▸ Short task 1
Count the lines in the listing below that contain the word "instance", and give only that number.
═════ Page excerpt ═════
What to Look for When Hiring a Freelance Copywriter

You've decided to hire a freelance copywriter. Good. That decision alone puts you ahead of every brand still recycling the same stale messaging because no one has time to fix it.

But hiring the wrong one is worse than hiring no one. Getting locked into a long-term contract with a writer whose work isn't delivering is a nightmare scenario. It's expensive, it's slow to unwind and by the time you realize it isn't working, you've already lost months.

So before you send that first email, here's what to actually look for.

Ask for work samples. Then trust your gut.

This is the most important step. And it's the one most clients rush through.

Ask to see work samples. Not a general portfolio page, specific examples that are relevant to what you need. If you need email campaigns, ask for email campaigns. If you need social media copy, ask for social media copy.

Then read them. Not to audit them technically. Read them the way a real person would. Do they hold your attention? Does the copy feel effortless, or like you're pushing through it? Does it sound like a human being wrote it?

If the work doesn't resonate with you, move on. You don't need to articulate why. The feeling is enough data.

Know the difference between a copywriter and a content writer.

These are not the same job. And hiring the wrong one for your project will cost you time, money and a lot of frustrating revision rounds.
═════
▸ Short task 2
Please copy the passage of the copywriter hiring article above from "Know the difference" to "frustrating revision rounds.", word for word.
═════ Data section ═════
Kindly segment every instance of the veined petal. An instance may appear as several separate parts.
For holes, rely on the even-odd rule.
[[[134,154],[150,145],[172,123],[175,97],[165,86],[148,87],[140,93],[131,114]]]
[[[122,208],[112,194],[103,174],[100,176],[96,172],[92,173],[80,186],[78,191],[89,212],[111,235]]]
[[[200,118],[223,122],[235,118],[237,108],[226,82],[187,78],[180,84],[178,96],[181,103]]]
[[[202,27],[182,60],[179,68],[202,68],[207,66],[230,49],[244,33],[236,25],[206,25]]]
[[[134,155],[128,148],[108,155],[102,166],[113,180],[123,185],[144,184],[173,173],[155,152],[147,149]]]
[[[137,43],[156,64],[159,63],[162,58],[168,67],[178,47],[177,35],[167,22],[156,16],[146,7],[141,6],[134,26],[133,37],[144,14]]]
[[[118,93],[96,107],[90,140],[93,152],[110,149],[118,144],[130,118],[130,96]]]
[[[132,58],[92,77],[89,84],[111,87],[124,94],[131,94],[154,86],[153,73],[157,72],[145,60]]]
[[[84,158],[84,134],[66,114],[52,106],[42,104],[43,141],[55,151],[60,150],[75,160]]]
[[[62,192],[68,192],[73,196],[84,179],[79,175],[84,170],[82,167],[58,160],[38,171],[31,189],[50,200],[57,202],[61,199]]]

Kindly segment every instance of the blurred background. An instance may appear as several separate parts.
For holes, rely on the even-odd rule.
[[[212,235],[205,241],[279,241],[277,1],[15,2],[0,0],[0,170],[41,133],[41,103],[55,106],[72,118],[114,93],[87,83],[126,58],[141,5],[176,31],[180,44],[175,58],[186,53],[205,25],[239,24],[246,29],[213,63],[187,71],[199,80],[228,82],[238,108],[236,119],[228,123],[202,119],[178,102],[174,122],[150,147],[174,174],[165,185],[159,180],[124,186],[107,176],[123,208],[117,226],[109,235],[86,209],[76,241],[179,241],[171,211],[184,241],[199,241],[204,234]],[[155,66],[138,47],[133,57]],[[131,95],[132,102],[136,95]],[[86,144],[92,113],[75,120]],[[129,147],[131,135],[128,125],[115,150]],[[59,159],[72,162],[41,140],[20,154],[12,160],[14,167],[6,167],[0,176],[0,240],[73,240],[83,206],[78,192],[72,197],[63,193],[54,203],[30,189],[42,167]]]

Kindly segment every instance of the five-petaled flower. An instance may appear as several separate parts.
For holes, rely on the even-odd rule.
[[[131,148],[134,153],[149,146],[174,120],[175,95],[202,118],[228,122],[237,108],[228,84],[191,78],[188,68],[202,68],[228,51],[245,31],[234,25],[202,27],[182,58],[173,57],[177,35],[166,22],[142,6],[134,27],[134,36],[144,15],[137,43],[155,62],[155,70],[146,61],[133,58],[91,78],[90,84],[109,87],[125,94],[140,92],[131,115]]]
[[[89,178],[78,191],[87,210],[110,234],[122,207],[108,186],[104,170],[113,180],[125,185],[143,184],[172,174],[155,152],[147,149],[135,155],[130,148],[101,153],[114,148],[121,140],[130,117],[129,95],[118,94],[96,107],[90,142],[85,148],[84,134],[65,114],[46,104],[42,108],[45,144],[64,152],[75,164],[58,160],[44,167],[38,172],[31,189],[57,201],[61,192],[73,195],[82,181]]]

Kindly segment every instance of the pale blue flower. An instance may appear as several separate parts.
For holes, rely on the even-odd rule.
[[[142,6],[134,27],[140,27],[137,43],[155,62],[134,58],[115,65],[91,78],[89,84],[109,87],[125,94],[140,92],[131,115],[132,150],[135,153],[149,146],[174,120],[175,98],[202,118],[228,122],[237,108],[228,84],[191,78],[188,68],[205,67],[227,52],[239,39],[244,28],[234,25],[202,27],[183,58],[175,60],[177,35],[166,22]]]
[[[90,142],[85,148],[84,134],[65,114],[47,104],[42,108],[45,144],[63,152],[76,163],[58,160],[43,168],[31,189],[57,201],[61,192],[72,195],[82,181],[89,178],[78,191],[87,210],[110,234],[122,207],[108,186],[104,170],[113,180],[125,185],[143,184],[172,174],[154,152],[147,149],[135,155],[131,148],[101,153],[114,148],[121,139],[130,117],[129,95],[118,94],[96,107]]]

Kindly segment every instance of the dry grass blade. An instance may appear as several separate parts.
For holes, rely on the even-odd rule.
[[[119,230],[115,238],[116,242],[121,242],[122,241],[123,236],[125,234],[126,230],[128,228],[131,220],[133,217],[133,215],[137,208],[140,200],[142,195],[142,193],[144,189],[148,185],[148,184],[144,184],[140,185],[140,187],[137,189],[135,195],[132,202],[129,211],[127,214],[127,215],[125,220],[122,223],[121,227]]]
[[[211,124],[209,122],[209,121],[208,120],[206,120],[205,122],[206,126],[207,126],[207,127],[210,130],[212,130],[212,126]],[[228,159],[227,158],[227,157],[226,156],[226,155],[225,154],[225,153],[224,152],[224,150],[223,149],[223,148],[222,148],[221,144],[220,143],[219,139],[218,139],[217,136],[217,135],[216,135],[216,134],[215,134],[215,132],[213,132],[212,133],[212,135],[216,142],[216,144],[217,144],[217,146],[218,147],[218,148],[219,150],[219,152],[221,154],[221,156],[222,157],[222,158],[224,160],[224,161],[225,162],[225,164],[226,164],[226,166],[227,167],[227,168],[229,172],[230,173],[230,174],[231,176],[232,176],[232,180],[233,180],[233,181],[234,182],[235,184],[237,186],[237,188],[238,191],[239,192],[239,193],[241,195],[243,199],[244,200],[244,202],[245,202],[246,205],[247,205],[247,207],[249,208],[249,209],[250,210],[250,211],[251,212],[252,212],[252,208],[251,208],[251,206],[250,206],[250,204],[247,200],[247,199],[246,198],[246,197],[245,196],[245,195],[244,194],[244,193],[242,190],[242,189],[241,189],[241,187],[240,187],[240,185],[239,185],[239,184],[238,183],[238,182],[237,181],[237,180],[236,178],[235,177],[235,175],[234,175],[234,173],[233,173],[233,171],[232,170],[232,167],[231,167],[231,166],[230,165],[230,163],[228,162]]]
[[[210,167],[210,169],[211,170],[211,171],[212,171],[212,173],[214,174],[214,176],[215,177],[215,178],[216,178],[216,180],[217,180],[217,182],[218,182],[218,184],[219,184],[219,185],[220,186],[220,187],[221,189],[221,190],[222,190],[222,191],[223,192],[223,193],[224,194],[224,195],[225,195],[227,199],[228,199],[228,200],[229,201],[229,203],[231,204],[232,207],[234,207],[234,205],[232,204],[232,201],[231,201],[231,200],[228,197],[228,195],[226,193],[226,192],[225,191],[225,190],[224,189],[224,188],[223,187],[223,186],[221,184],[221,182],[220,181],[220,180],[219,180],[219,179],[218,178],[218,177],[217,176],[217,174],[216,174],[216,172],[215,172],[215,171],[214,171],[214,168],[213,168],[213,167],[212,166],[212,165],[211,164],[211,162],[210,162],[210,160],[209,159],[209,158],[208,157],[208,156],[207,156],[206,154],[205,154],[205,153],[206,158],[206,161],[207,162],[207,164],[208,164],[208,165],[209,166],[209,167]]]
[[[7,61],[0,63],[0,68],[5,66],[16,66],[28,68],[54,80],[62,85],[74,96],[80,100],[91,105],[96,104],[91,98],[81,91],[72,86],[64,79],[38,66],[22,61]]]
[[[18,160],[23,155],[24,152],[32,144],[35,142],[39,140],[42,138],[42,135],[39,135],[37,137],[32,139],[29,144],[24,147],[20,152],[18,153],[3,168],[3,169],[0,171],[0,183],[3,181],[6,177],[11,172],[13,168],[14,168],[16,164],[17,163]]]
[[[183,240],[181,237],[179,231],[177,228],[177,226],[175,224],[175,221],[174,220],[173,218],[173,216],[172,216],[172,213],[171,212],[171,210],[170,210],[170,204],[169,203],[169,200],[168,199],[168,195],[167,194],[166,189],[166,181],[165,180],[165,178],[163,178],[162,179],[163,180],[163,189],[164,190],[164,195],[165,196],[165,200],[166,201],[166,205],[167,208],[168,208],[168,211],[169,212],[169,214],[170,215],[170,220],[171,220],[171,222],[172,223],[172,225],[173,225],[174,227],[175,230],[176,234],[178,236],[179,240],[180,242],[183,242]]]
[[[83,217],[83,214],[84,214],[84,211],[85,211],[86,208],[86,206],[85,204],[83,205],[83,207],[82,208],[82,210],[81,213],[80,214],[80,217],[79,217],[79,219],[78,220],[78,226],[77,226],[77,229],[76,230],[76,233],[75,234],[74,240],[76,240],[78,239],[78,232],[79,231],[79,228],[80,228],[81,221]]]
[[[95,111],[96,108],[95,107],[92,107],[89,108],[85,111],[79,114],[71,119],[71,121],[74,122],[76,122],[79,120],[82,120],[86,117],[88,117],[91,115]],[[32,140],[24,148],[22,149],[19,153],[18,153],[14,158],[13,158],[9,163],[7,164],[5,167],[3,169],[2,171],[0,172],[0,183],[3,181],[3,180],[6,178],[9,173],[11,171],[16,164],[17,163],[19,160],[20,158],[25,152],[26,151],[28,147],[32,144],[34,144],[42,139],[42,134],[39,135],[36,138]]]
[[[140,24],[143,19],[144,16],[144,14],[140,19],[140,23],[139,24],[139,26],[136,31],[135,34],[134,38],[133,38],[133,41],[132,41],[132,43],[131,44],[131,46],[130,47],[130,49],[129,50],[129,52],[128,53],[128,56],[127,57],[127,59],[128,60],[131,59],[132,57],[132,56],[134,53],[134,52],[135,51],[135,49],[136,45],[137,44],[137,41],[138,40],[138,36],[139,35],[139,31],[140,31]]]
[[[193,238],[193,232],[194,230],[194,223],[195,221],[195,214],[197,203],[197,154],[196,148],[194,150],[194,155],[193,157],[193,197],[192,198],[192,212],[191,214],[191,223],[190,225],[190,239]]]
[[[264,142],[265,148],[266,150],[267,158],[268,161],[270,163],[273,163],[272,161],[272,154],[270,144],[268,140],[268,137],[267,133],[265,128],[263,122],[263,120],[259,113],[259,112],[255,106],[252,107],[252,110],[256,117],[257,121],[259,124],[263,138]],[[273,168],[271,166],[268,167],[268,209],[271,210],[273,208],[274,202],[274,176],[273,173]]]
═════
▸ Task answer 1
5

▸ Task answer 2
Know the difference between a copywriter and a content writer.

These are not the same job. And hiring the wrong one for your project will cost you time, money and a lot of frustrating revision rounds.